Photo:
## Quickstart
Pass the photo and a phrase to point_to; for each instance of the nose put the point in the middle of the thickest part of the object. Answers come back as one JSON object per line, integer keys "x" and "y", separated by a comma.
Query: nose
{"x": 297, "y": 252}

---*---

Instructions to follow
The data above should be copied out with complete accuracy.

Task solution
Photo:
## Quickstart
Pass the photo and a phrase to point_to; for each instance of the nose put the point in the middle of the thickest part of the object. Answers come back as one JSON object per line, integer keys "x" and "y", separated by a comma.
Query: nose
{"x": 297, "y": 252}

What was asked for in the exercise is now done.